AIM OF THE TASK:
From the first line of the data below through the line holding "target | dark grey wing feather", output each line exactly and leave the pictures out.

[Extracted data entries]

------------

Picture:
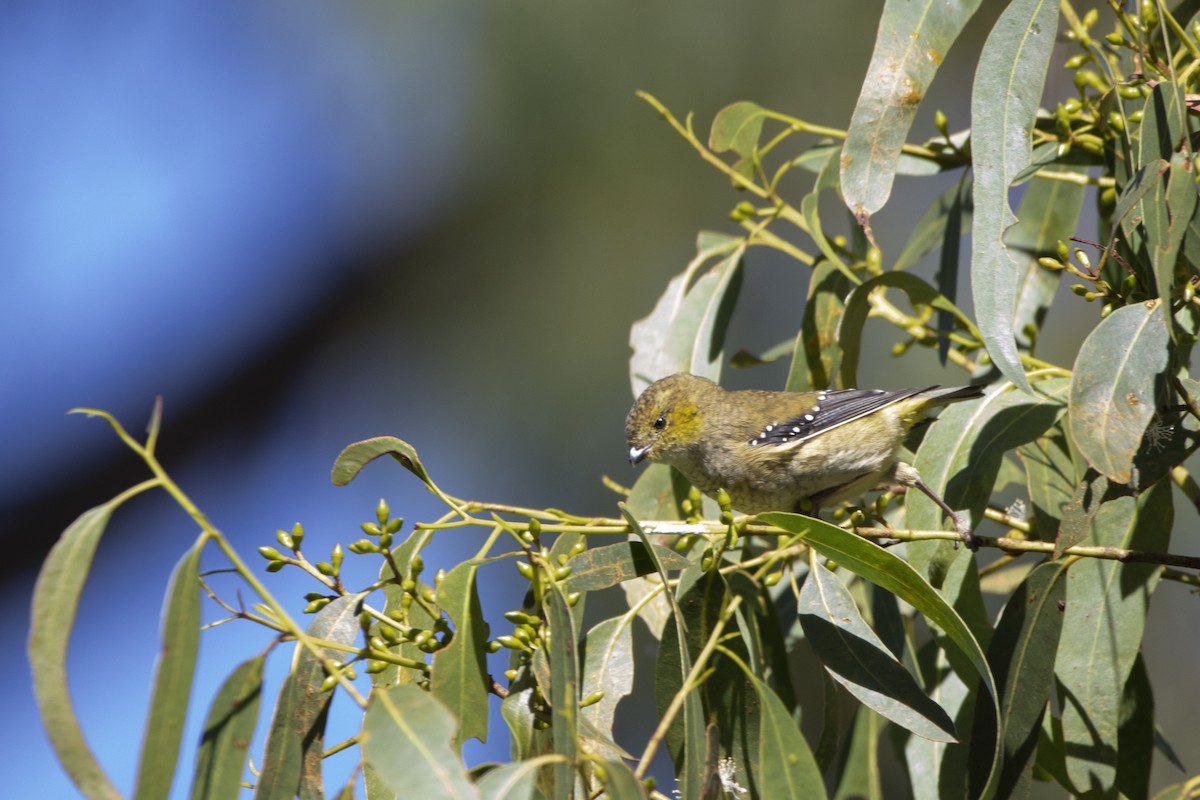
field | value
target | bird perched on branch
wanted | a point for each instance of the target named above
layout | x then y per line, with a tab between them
773	451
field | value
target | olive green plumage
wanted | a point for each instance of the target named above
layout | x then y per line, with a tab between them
773	450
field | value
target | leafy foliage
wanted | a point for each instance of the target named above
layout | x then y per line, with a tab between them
1055	690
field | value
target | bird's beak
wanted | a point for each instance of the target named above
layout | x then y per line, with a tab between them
637	453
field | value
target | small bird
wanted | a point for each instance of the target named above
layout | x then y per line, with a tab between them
773	451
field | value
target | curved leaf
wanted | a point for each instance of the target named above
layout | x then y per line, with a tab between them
173	678
609	668
406	738
858	660
1003	104
228	729
599	567
1103	627
1021	656
295	738
685	332
351	461
737	127
911	43
55	605
1113	396
816	348
888	571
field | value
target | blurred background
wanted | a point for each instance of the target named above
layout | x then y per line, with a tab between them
307	224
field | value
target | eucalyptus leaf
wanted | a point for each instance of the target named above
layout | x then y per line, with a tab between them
910	46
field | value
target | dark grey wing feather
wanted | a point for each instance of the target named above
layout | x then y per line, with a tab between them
833	408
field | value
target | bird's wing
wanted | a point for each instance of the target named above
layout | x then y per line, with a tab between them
832	409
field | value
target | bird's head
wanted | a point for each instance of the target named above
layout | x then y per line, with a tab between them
666	421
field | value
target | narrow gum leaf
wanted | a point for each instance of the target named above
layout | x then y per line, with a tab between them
406	739
911	44
888	571
1113	394
1008	84
459	678
228	729
600	567
173	679
55	605
299	720
858	660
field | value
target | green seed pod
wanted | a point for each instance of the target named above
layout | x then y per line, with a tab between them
363	546
270	553
510	643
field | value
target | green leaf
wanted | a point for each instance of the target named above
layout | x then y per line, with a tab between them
406	739
911	43
55	605
619	781
510	781
817	349
600	567
1113	396
564	690
658	493
737	127
784	767
685	332
609	668
961	453
1048	212
1103	629
1008	84
859	661
1021	655
850	332
351	461
1050	479
173	678
459	678
690	720
861	776
1137	733
228	729
888	571
810	208
298	726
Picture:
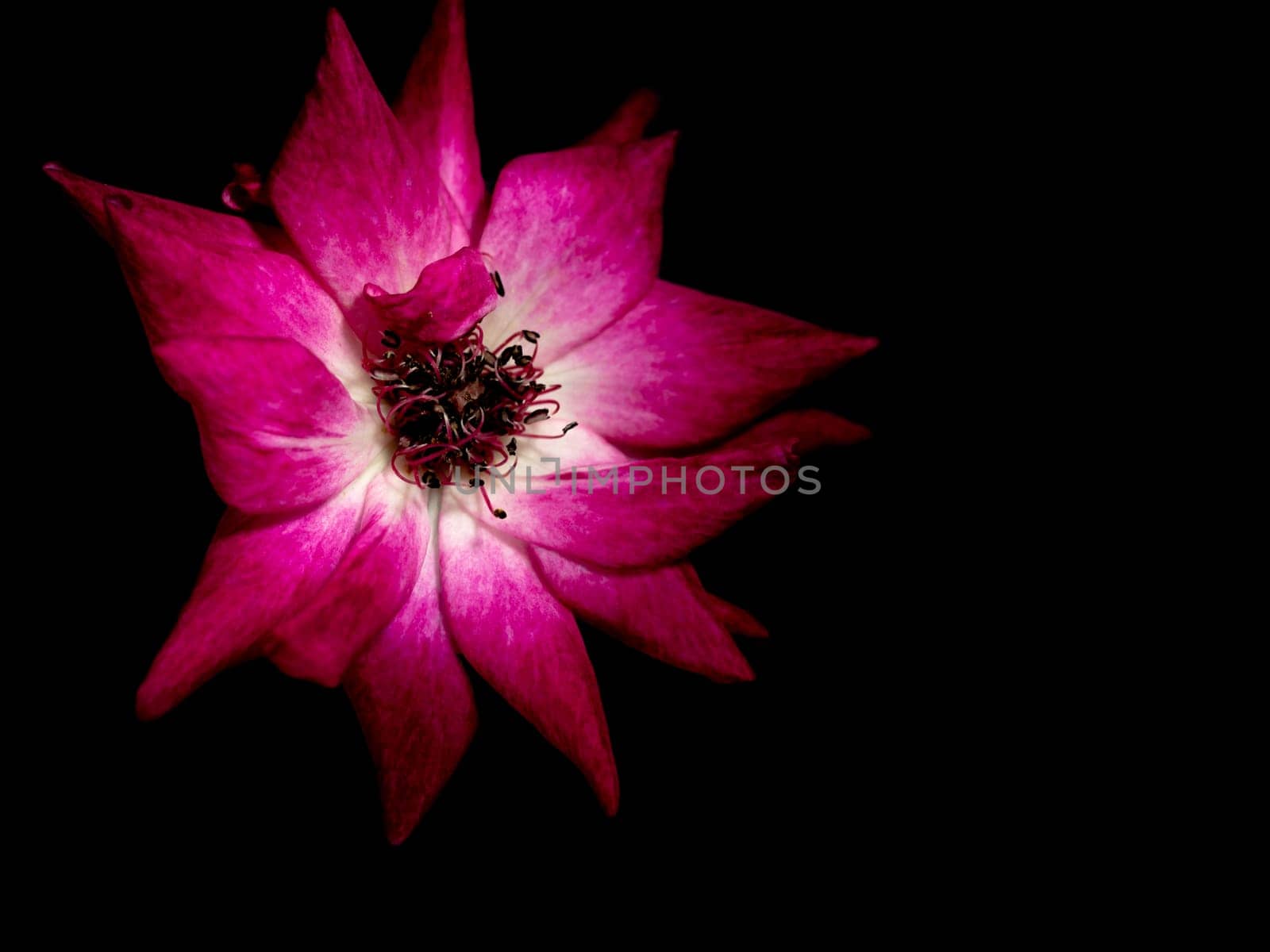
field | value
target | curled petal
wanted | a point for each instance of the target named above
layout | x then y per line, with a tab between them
279	431
444	304
525	644
577	238
683	368
629	121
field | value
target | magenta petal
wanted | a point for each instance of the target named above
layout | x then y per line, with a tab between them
365	592
806	429
628	520
734	620
444	304
279	431
654	611
187	282
628	124
348	187
525	644
198	224
436	112
575	236
416	706
685	368
257	570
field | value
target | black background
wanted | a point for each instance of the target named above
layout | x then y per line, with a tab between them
806	154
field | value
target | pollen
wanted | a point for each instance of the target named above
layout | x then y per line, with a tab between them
459	408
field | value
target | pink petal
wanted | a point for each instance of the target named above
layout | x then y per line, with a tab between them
188	282
806	429
245	190
734	620
416	706
656	611
685	368
279	431
365	592
575	236
257	570
436	112
628	124
626	520
446	302
525	644
198	224
349	190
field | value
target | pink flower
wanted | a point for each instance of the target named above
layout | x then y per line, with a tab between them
362	374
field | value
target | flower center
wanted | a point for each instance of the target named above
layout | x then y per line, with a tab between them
459	408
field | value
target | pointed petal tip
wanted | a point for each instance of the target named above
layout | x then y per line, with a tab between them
150	704
609	797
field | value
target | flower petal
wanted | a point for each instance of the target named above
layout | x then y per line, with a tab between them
734	620
436	112
683	368
187	282
365	592
348	187
416	706
657	612
525	644
444	304
635	516
628	122
575	236
257	570
279	431
198	224
806	431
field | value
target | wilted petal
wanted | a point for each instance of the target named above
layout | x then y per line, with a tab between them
279	431
365	590
416	706
685	368
436	112
444	304
348	187
525	644
577	236
654	611
258	570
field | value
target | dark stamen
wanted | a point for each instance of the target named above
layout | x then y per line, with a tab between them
451	406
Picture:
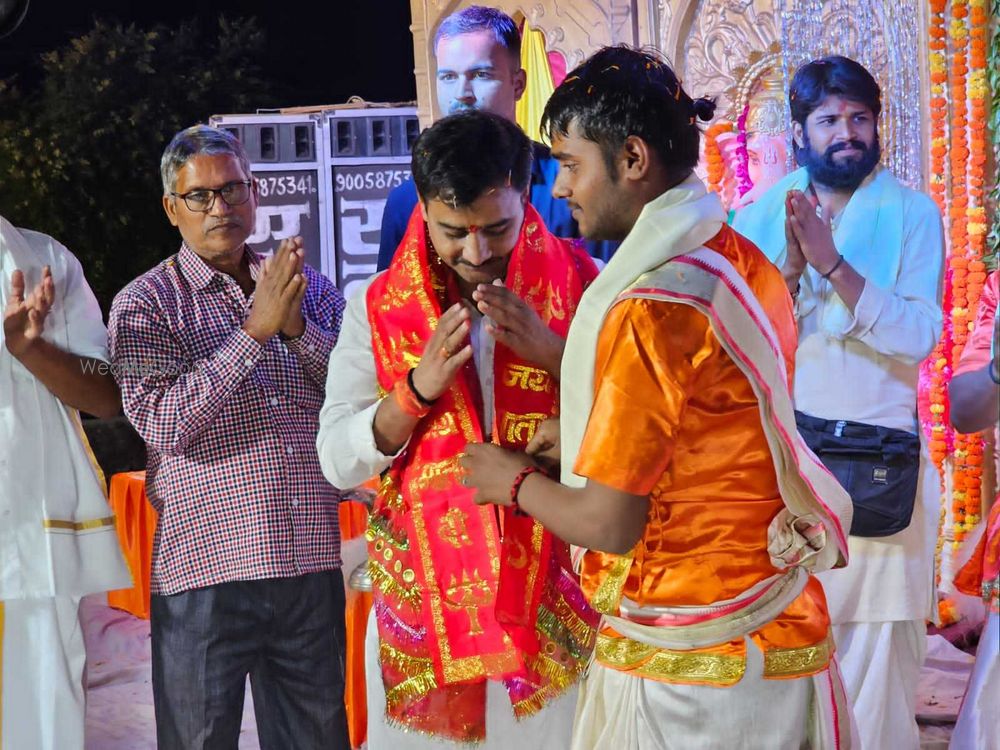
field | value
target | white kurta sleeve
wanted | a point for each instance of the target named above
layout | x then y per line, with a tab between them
346	441
905	323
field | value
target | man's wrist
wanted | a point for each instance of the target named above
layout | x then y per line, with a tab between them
21	347
293	332
261	337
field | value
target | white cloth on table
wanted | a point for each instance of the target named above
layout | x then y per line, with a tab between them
978	725
42	705
549	729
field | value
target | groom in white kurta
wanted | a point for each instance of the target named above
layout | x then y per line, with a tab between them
57	534
862	255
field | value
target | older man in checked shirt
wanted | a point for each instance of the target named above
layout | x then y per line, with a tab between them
222	359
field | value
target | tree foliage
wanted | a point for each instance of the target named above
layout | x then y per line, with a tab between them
79	156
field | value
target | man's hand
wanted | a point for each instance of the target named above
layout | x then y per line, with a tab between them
795	261
813	232
517	326
279	285
24	317
445	354
545	447
491	470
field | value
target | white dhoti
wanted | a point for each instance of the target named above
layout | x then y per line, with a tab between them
618	711
881	664
978	726
549	729
42	699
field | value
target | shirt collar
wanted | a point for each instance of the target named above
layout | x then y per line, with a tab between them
202	274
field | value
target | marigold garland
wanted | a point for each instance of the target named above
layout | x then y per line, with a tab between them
959	57
743	182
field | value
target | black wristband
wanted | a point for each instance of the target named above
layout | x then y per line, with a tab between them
420	398
828	274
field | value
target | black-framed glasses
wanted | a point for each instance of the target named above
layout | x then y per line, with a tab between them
202	200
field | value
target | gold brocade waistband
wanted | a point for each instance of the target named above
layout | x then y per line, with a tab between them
707	668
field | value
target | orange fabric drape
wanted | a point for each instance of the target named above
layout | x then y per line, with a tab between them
135	520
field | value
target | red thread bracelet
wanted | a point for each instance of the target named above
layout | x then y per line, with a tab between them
516	487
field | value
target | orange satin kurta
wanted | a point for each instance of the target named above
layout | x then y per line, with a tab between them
674	418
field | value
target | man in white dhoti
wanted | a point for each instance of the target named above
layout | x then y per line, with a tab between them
863	256
57	534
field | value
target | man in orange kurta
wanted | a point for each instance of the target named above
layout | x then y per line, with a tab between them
675	413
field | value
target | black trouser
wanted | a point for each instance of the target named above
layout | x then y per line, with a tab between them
286	633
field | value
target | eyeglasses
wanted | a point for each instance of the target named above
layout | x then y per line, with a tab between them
202	200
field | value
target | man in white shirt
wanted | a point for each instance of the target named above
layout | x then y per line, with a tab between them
57	534
863	256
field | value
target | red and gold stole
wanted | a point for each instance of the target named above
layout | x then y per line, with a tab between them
457	601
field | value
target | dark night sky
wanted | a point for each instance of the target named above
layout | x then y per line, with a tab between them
320	52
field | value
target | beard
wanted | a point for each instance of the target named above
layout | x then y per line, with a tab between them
839	175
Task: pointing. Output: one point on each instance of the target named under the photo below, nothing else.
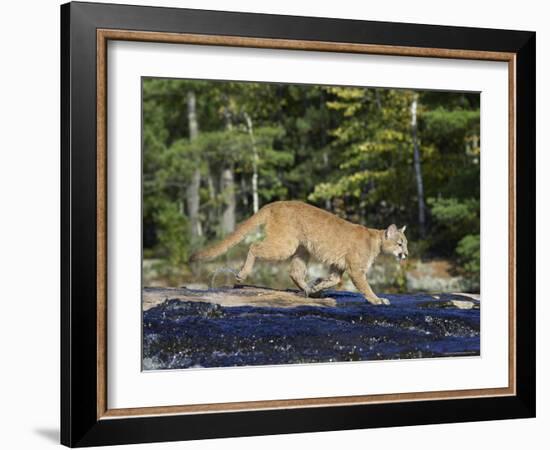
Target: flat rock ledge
(233, 296)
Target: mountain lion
(297, 231)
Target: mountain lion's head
(394, 242)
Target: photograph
(296, 223)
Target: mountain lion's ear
(390, 231)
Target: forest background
(214, 152)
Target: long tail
(234, 238)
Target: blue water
(179, 335)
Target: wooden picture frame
(86, 418)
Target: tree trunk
(418, 169)
(255, 196)
(227, 186)
(192, 190)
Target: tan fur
(296, 231)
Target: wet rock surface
(246, 326)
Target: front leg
(360, 281)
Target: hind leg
(333, 279)
(268, 249)
(298, 269)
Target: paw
(378, 301)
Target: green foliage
(173, 240)
(468, 250)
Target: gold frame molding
(103, 36)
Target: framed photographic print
(276, 224)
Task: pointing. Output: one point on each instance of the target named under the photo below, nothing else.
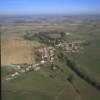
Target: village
(47, 55)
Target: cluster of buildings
(47, 54)
(71, 47)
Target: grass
(88, 59)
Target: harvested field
(15, 50)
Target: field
(15, 50)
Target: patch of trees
(82, 74)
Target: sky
(49, 6)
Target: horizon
(52, 7)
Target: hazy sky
(49, 6)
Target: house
(37, 68)
(42, 61)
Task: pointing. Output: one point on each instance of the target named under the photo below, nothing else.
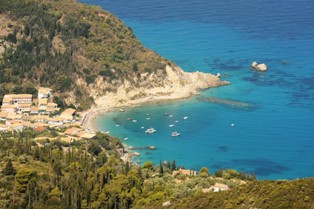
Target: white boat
(175, 134)
(150, 131)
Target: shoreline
(88, 116)
(177, 85)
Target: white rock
(260, 67)
(166, 203)
(254, 64)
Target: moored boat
(175, 133)
(150, 131)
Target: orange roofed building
(185, 172)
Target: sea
(263, 123)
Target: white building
(44, 93)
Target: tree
(173, 165)
(204, 172)
(24, 178)
(9, 169)
(161, 168)
(148, 165)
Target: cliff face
(172, 84)
(85, 54)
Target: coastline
(178, 85)
(89, 115)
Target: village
(20, 111)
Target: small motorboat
(175, 134)
(150, 131)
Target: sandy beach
(178, 85)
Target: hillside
(83, 53)
(39, 170)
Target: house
(44, 92)
(16, 126)
(3, 115)
(72, 131)
(23, 107)
(55, 121)
(42, 105)
(185, 172)
(67, 114)
(14, 116)
(86, 135)
(220, 187)
(16, 102)
(3, 127)
(52, 107)
(8, 108)
(34, 110)
(18, 98)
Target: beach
(182, 85)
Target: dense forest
(67, 46)
(38, 172)
(70, 46)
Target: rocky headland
(171, 84)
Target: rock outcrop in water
(260, 67)
(173, 83)
(227, 102)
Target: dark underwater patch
(230, 103)
(222, 149)
(262, 167)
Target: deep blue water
(273, 136)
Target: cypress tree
(9, 169)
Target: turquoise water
(273, 136)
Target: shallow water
(273, 136)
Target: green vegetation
(57, 43)
(46, 173)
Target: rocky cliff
(85, 54)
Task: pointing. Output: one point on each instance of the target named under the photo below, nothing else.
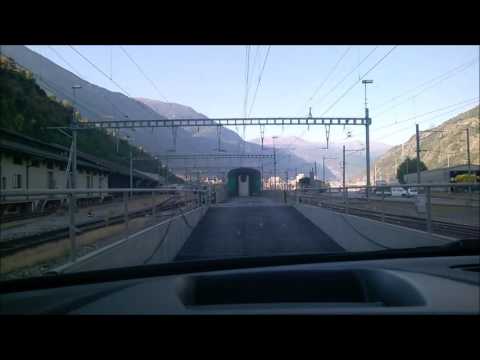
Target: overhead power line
(143, 73)
(100, 70)
(427, 113)
(356, 82)
(330, 73)
(346, 76)
(77, 73)
(141, 106)
(259, 81)
(425, 89)
(456, 109)
(470, 62)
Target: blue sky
(212, 80)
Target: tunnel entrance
(244, 182)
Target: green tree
(408, 166)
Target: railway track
(13, 246)
(439, 227)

------------

YOUR RESPONSE:
Picture:
field | value
target | bird perched on branch
wanted | a point for each instance of the target named above
layout | x then y per line, with a tab between them
773	451
field | value
target | olive green plumage
wanted | a point for each instance of the target named above
layout | x then y per line, with a tab between them
773	450
field | value
target | leafy foliage
wanted | a point for each instance of the target named above
layout | x then y per line, with a tab between them
1055	690
field | value
target | bird's beak
wanted | a point for each instance of the target named above
layout | x then y per line, with a tab between them
637	453
field | value
target | small bird
wanted | a point for each instance of the target named above
layout | x then y per line, with a tab between them
773	451
field | value
target | curved leaf
wanted | a point for each instance of the target named above
layout | x then y per line, with a tab between them
173	678
609	668
406	738
858	660
1003	104
228	729
599	567
1103	627
1021	656
295	738
685	332
351	461
737	127
911	43
55	605
1113	396
816	348
888	571
field | value
target | blurred background
wanted | a point for each instance of the target named above
layout | x then y per line, with a tab between them
307	224
field | value
target | eucalyptus leaf
wanted | a point for each instance of the target named above
layout | x then y per line, with a tab between them
910	46
field | value
target | dark grey wing feather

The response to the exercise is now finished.